*Source*:
— START —
IDP’s approach to machine logs is a good example. “We are actually going to go through hundreds and thousands of lines of log and understand the patterns. We also use some of our own matching technology [to suggest] what are these fields,” Schwartz said. Just in case that might not be enough to help customers get a strong view of their machine data, IDP “will also let users add their own vocabulary,” he added.

 

In specific, Informatica engineers are building the IDP data highway with capabilities to:

  • Use automation and recommendations to guide data to the right app, person, or device
  • Streamline how companies harness data they own, generate, process or store
  • Offer a high degree of self-service to non-technical business users, allowing them to find, map, integrate, consume, and analyze all types of data
  • Consistently and continuously ensure data is clean, secured and connected
  • Master relationships between data across multiple systems
  • Leverage existing infrastructure, avoiding the need to rip and replace
  • Support hybrid IT, with availability for both on-premise and cloud
  • Easy scale from individual users, department and entire enterprises.

 

Informatica IDP To First Focus on Three Solutions
At the outset, Informatica is optimizing IDP for three popular scenarios or use cases, which are slated to ship by the end of the year Swartz said. They are:

 

Self-service data. Code-named “Springbok,” this looks to help non-technical users be more self-sufficient when it comes to prepping data for business use. It will bring automation, intelligence and guidance to many common data tasks, including locating, enriching, cleansing and even standardization. The result will be a more self-service approach to making sure data is high-quality, self-cleaning, enriched, relevant, complete and trusted, Schwartz said.

 

“Why would we ask you to parse data? You should only choose between multiple options that some automatic machine has already parsed and recognized,” Schwartz told IDN. “Why would we ask you to map two data structures, if we can already give you recommendations? We think the human brain should focus on the complex tasks, rather than the drag and drop between right and left.”

 

Data-centric security. Called Secure@Source, as the name implies, looks to secure data at the source or origin, before it is copied or distributed. This project adds an additional layer of security and governance to protect sensitive data across the lifecycle of how and where data will be used. The Secure@Source solution will discover, locate, and tag sensitive data where it resides – and then map it where it proliferates. “It will discover all instances of sensitive data, visualize the risk, and map the common source of proliferation so data can be secured at its source and throughout its lifecycle,” Schwartz said.

 

In Informatica’s view, a new, data-centered approach to security is becoming crucial, especially in an era of cloud, mobile, analytics and even Internet of Things, where data is constantly moving between on-premise and off-premise boundaries.

 

Informatica CEO Sohaib Abbasi said the time is right, putting it this way during the company’s Informatica World user conference this spring. “The traditional defense to secure the perimeters against intruders is no longer sufficient. In the new world of pervasive computing there is no perimeter. Secure@Source, addresses this board-level priority – securing data by identifying sensitive data, assessing risks and protecting information assets,” he said.
— END —
*Supplied records*:
— START —
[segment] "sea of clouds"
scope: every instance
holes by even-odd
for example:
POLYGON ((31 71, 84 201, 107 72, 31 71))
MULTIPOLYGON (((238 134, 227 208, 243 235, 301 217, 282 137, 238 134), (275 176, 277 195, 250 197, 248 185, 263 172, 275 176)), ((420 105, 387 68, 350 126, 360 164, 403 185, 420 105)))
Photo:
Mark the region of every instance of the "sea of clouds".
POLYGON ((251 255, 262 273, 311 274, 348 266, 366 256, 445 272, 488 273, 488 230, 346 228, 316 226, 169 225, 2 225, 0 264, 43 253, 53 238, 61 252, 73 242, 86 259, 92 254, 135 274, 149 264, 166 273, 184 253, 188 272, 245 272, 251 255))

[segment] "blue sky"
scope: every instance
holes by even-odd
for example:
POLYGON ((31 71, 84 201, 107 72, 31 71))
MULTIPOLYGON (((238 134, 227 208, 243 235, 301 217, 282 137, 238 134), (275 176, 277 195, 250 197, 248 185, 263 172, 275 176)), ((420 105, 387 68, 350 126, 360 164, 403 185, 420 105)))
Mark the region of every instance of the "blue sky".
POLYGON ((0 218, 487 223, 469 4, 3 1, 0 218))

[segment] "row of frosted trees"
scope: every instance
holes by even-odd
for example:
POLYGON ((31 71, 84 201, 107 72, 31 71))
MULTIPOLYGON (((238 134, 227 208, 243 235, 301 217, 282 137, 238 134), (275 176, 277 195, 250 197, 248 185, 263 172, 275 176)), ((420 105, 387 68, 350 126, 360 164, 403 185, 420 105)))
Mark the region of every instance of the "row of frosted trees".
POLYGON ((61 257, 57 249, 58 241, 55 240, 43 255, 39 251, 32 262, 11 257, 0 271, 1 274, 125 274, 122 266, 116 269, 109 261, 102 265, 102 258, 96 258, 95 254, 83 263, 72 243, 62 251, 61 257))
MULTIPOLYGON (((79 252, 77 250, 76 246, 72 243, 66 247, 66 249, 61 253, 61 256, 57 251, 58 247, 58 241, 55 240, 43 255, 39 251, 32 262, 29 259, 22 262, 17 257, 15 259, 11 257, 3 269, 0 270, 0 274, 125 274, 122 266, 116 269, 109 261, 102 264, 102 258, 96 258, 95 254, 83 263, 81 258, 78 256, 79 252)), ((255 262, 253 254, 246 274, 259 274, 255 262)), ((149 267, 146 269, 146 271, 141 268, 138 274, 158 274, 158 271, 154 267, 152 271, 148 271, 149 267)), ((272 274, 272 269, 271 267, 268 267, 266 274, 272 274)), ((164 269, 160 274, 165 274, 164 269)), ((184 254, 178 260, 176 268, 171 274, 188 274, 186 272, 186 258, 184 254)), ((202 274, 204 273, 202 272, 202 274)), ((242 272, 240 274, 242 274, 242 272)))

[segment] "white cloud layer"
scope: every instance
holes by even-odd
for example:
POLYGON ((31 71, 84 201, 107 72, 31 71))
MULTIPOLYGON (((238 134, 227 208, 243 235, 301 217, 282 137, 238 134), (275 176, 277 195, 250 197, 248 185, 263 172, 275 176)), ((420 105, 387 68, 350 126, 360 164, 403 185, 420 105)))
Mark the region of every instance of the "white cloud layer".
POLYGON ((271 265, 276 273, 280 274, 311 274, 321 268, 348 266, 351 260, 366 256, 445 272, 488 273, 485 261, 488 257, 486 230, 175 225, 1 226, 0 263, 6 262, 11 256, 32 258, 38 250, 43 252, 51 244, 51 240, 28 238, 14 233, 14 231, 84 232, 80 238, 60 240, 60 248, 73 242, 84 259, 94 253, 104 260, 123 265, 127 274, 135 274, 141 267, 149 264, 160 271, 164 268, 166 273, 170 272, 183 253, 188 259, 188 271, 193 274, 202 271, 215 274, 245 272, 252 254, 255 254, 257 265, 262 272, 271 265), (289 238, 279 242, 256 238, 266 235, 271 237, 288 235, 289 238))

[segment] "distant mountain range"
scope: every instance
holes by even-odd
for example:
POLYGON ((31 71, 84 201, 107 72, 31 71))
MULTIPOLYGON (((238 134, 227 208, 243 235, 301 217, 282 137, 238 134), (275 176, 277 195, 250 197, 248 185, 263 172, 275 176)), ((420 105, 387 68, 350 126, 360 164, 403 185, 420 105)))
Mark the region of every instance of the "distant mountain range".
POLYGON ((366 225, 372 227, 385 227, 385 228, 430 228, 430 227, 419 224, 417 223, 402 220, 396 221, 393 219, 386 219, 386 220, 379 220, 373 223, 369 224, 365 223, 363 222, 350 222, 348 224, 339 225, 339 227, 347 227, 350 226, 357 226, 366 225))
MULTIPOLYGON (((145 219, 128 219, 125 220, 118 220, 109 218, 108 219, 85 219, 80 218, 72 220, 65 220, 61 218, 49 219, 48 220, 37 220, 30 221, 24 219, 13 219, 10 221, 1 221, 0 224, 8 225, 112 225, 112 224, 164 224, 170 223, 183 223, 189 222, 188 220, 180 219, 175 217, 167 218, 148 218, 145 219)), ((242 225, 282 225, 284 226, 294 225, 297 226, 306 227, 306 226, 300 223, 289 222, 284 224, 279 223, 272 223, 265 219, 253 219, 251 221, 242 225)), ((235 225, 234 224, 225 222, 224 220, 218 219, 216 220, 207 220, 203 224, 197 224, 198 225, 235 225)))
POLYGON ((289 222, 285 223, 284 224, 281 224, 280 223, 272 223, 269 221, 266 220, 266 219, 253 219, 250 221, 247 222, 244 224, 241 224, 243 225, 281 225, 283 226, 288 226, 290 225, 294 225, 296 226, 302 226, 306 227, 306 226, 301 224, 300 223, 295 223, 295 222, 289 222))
— END —
*Goal 1*:
Return the passage of the Informatica IDP article starting at "In Informatica’s view, a" and ending at "and off-premise boundaries.".
*Goal 2*:
Rescale the entries starting at the first line and ending at the line that contains "POLYGON ((0 218, 487 223, 469 4, 3 1, 0 218))", both included. Reproduce every line in that range, requests included, but multiply each coordinate in the answer outlines by 0.9 and round it to a whole number, with halves going up.
The article and the entries have nothing to do with each other.

*Exercise output 1*:
In Informatica’s view, a new, data-centered approach to security is becoming crucial, especially in an era of cloud, mobile, analytics and even Internet of Things, where data is constantly moving between on-premise and off-premise boundaries.

*Exercise output 2*:
[segment] "sea of clouds"
scope: every instance
holes by even-odd
for example:
POLYGON ((31 71, 84 201, 107 72, 31 71))
MULTIPOLYGON (((238 134, 227 208, 243 235, 301 217, 282 137, 238 134), (275 176, 277 195, 250 197, 248 185, 263 172, 275 176)), ((420 105, 387 68, 350 126, 360 164, 403 185, 420 105)))
Photo:
Mark the region of every instance of the "sea of clouds".
POLYGON ((226 230, 236 246, 280 247, 313 239, 329 230, 401 245, 439 246, 439 207, 311 205, 284 203, 152 203, 2 203, 0 238, 39 228, 48 214, 55 227, 66 218, 77 233, 83 229, 122 247, 134 238, 149 246, 166 228, 169 245, 221 245, 226 230))

[segment] "blue sky"
scope: every instance
holes by even-odd
for example:
POLYGON ((31 71, 84 201, 107 72, 31 71))
MULTIPOLYGON (((238 134, 227 208, 243 235, 301 217, 282 137, 238 134), (275 176, 277 195, 250 197, 248 185, 263 172, 275 176)), ((420 105, 387 68, 350 126, 360 164, 403 185, 420 105)))
Mark the region of every instance of the "blue sky".
POLYGON ((0 196, 438 201, 422 4, 3 1, 0 196))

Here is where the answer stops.